§ Texto proporcionado
= = =

Porque evidentemente, de eso se trata, de la imprescindible
necesidad de reinventar a los clásicos, toda
vez que revisarlos se convierte, en las actuales fechas más si cabe que en
cualquier otro tiempo, una franca odisea, condenada de antemano al fracaso.
El tiempo pasa, y tal certeza, en la medida en que se
sustenta en la comprobación pragmática, se convierte en sí misma en una
alegría, al constituir la mejor muestra de que, efectivamente estamos vivos.
Sin embargo, no es menos cierto que después de una revisión más detenida, más
pausada si se prefiere, comprobamos no sin sorpresa que, evidentemente, nadie
es, ni volverá a ser, el mismo.
El tiempo pasa, pero por primera vez en mucho tiempo no sólo
somos conscientes de ello, sino que además comprobamos con denodado terror la
aceptable sólo como teoría la otrora certeza según la cual lo hace, a una
velocidad diferente a aquélla a la que una vez le atribuimos la vana ilusión
según la cual lo controlábamos, sencillamente porque creíamos que lo
conocíamos.
Y es así como nos sorprendemos una vez más, asumiendo que
hoy, veintisiete de enero, W.A. MOZART habría cumplido 257 años.
27 de enero, de un 1756 en el que las metafóricas
explosiones procedentes nada más y nada menos de la convicción de que, una vez
más, comprendíamos el mundo, llevaron en esta ocasión a la Humanidad a
alumbrar, nada más, y tal vez nada menos, un proyecto basado, promovido y
consensuado en pos y para la propia Humanidad.
En 1756 el mundo vivía sumido en el más que placentero
estado de embriaguez que constituían las emociones propias de la Ilustración,
del Humanismo en términos estrictamente sociales.

= = =

§ Datos almacenados
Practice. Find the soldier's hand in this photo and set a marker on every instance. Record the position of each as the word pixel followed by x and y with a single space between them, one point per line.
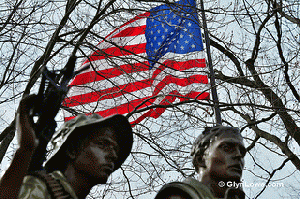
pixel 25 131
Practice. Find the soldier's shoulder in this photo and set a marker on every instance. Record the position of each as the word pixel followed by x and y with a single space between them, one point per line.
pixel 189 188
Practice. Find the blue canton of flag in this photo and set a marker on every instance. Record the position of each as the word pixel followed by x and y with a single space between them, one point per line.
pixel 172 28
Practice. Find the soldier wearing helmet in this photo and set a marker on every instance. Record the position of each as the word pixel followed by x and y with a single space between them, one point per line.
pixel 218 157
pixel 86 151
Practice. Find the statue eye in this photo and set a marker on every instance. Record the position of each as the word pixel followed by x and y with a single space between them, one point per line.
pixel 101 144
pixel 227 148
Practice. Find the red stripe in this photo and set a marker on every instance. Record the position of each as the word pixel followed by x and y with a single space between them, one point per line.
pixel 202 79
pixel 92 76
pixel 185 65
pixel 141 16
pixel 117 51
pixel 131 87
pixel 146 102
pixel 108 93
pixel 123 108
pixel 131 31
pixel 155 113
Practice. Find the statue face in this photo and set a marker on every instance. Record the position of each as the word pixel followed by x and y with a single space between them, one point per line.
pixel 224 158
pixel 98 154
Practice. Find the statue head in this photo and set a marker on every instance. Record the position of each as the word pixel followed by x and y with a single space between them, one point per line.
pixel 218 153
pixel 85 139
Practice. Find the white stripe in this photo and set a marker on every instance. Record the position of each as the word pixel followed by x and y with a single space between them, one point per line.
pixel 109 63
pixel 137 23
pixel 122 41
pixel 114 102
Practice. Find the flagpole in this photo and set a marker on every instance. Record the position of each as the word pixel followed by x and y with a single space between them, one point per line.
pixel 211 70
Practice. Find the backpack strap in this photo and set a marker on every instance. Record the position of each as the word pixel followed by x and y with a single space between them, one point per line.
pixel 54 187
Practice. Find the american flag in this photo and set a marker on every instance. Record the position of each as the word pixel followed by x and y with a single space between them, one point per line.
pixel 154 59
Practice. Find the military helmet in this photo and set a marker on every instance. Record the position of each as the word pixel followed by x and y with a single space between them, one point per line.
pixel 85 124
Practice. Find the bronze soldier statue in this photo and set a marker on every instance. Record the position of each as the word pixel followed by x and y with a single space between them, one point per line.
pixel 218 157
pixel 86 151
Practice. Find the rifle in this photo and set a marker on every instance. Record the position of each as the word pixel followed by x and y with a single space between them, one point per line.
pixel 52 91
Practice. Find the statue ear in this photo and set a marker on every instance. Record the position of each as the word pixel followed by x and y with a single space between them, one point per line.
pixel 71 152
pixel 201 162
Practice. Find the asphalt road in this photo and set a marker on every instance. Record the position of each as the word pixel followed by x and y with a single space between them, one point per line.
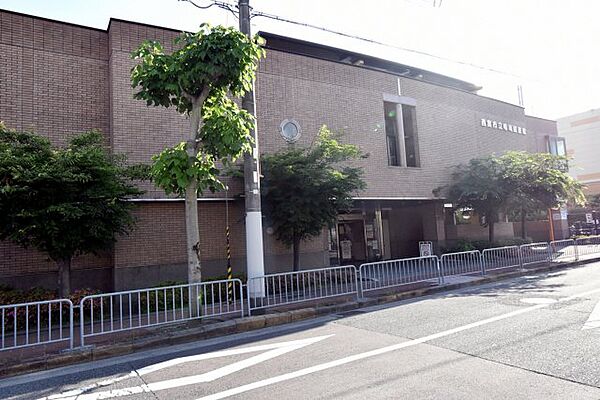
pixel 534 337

= = =

§ Instrucciones
a) Reproduce literalmente el fragmento del texto sobre Mozart y los clásicos que comienza con las palabras "Sin embargo, no" y acaba con "ser, el mismo.".
b) Termina el texto sobre Mozart y los clásicos, retomándolo justo después de la última oración que aparece.

§ Resultados finales
a)
Sin embargo, no es menos cierto que después de una revisión más detenida, más
pausada si se prefiere, comprobamos no sin sorpresa que, evidentemente, nadie
es, ni volverá a ser, el mismo.

b)
Ilustración, Humanismo y Despotismo Ilustrado. O lo que es
lo mismo, una nueva forma de concebir la realidad, analizada en este caso en la
enumeración de factores de carácter social, científico y político
respectivamente. Un nuevo Renacimiento, qué
duda cabe.
Una nueva época, hecha para un Hombre nuevo. Precisamente
porque el Hombre, en la más amplia acepción de la palabra, se convertirá en el nuevo rasero, en la nueva vara de medir, a
partir del cual se decidirá no ya sobre sí mismo, sino sobre todas las cosas.
Y de la comprensión sosegada de tal afirmación, será de
donde podamos comenzar a extrapolar el origen de la mayoría de los problemas
que tanto el Humanismo, como lógicamente los humanistas, comenzarán a tener
porque si efectivamente el Humanismo promueve la exaltación del Hombre, ¿a
quién puede molestarle semejante hecho?
La respuesta hay que buscarla en la otra fuerza por
naturaleza. Aquélla, construcción del Ser Humano, cuyo poder procede
evidentemente del cúmulo de cesiones que éste ha ido haciendo, y para el que
tan importante es su reforzamiento, procedente del incremento de tales
cesiones, como directamente el debilitamiento objetivo del que es objeto el
Hombre con cada nueva cesión.
Tenemos ya pues, sobre la mesa de la realidad, el eterno
entramado al que sólo se puede hacer frente por medio del proceder dialéctico.
La Dialéctica, generador de energía histórica y social por antonomasia. El gran motor del mundo, y que en esta ocasión,
y una vez más, se dispone a renovar los votos del enfrentamiento más grandioso.
El que `procede de lanzar la Libertad del Hombre, contra el cúmulo de
restricciones morales, humanas y de toda índole, que supone la aceptación de
los rígidos a la par que inhumanos,
cánones propios de la Religión.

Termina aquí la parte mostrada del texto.